* **Verilen Metin**
AKP iktidarındaki ilk sayımda, Türkiye’nin nüfusu 70 milyondu. Bu nüfusun yüzde 30’u olan 21 milyonu, 34 bin 438 köyde yaşıyordu. TÜİK’in 2021’deki son nüfus sayımı raporuna göre Türkiye’nin nüfusu 84 milyon 680 bin kişi ve nüfusun 5 milyon 771 bini yani yüzde 6.8’i köyde. Köylerin kaçarcasına terk edilmesini, iktidarın aldığı iki karar etkiledi. Oy hesabıyla şehirlerin sınırları değiştirilip, seçim sandıklarını birleştirmek için çıkarılan Büyükşehir Yasası, 4+4+4 eğitim sistemiyle ‘Öğrenci yok’ bahanesiyle köy okullarının kapatılması. Damda ineği, kuzusu, kümeste tavukları olan bildiğiniz köyler, bir gecede mahalle oldu. Cumhuriyet’in temelini oluşturan en önemli ayaklardan, 20 bin köy okulu işte bu siyasi hamlelerle kapatıldı.

* **Veri Bölümü**
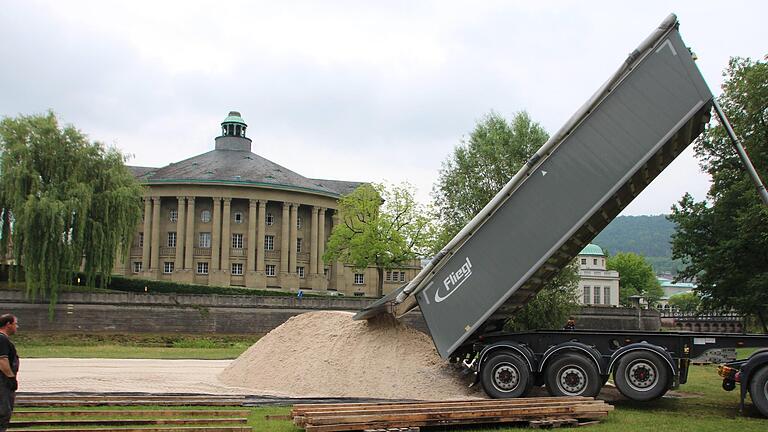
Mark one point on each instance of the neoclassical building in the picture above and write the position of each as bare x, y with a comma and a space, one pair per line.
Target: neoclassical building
230, 217
597, 286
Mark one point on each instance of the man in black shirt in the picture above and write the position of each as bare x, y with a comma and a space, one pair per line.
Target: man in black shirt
9, 366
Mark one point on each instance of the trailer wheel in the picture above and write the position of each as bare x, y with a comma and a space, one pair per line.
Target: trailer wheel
641, 376
506, 375
573, 375
758, 390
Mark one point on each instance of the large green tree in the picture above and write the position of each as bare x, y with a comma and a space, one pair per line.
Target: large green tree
636, 277
380, 226
724, 242
472, 175
67, 203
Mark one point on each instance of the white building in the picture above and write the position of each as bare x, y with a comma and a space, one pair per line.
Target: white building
597, 286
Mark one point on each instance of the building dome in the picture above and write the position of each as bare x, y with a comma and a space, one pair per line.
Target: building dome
592, 249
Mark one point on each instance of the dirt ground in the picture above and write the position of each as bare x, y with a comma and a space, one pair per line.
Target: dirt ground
122, 375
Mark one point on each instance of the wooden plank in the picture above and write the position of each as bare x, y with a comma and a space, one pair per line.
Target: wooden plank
48, 396
523, 412
347, 416
129, 413
127, 422
96, 402
299, 408
432, 406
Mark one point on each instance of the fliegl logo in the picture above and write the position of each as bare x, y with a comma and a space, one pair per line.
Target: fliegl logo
453, 281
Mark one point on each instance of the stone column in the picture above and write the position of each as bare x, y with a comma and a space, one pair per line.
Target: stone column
226, 236
260, 266
216, 234
189, 243
321, 249
294, 237
338, 267
180, 234
313, 244
252, 206
189, 237
147, 234
154, 252
285, 224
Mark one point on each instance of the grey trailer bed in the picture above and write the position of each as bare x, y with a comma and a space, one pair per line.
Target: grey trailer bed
651, 109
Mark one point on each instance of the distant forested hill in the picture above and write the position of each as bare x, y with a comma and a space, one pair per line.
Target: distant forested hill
644, 235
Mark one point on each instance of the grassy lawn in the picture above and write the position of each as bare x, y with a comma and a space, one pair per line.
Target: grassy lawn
699, 405
43, 345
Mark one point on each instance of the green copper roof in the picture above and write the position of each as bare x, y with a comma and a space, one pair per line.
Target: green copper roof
234, 117
592, 249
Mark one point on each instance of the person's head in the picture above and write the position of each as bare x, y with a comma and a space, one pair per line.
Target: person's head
8, 324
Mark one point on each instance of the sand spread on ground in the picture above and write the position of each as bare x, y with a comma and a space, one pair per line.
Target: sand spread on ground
327, 354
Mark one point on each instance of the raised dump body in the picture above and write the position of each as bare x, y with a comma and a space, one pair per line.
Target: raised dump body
577, 182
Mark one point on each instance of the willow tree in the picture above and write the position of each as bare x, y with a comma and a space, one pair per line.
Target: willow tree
68, 204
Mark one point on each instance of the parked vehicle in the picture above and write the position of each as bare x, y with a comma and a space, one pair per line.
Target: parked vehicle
645, 115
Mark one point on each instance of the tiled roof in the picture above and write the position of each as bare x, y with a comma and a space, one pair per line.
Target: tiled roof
239, 167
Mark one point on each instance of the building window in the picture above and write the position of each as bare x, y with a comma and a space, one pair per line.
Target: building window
205, 216
237, 269
202, 268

* **Görev Tanımı**
Köylerin boşalmasını konu alan metni, son cümlesinden sonra kaldığı yerden sürdürünüz. Öğelere ihtiyaç duyulmamaktadır.

* **Çıktı**
İNEKLER OTLUYOR

Köy okullarında gururla asılan Atatürk fotoğrafları, Andımız, İstiklal Marşı bile yerlere saçıldı. Türk Bayrağı, okul bahçesinde yalnız, yapayalnız kaldı. Öğretmen dolaplarında, not defterleri, dedelerden ninelerden kalan kitaplar, tahta sıralar, üç beş parça kağıt, kalem. Köy okulları, sanki düşman işgaline uğramış gibi ıssız, öksüz, virane halde kaderine terk edildi. Yağmurlarda çürüyüp, karlarda çatısı bacası çöktü. İstiklal Marşı okunmayan bahçelerinde artık çocuklar oynamıyor, inekler, koyunlar otluyordu. Üzülerek yazıyorum ki; AKP iktidarı okulları kapatınca, Cumhuriyet’in eğitimden, tarıma en temel kalkınma ayağı olan ilim irfan yuvası köy okullarının çoğunda sınıflar ahıra çevrildi, ahıra!

AYDINLIK KORKUSU

Kapatılan 20 bin köy okulundan biri de Osmaniye’nin Kadirli İlçesi’ne bağlı Azaplı Köyü İlkokulu. Ayaklarında kara lastikle Çukurovalı çocuklar, 4 derslikli bu okulda 80 yıla yakın okudu. Azaplı köylüsü, yoksulluk azabından eğitimle kurtuldu. Profesör, doçent, tıp doktoru, avukat, asker, polis, hakim, savcı, gazeteci, mühendis, öğretmen derken binin üzerinde köy çocuğu üniversite bitirdi. Bu okul köyde eğer olmasaydı, az buçuk parası olan yüzde 1 orandaki zengin köylü ancak şehirde ev tutup, çocuğunu okutabilirdi. Köy okulları olmasa kız çocukları başta olmak üzere köylü aydınlanamaz, hak hukuk bilmez ve bilinçli toplum asla yaratılamazdı. Çoğu, Köy Enstitüsü mezunu idealist öğretmenler, köylüye sadece okuma yazma öğretmedi.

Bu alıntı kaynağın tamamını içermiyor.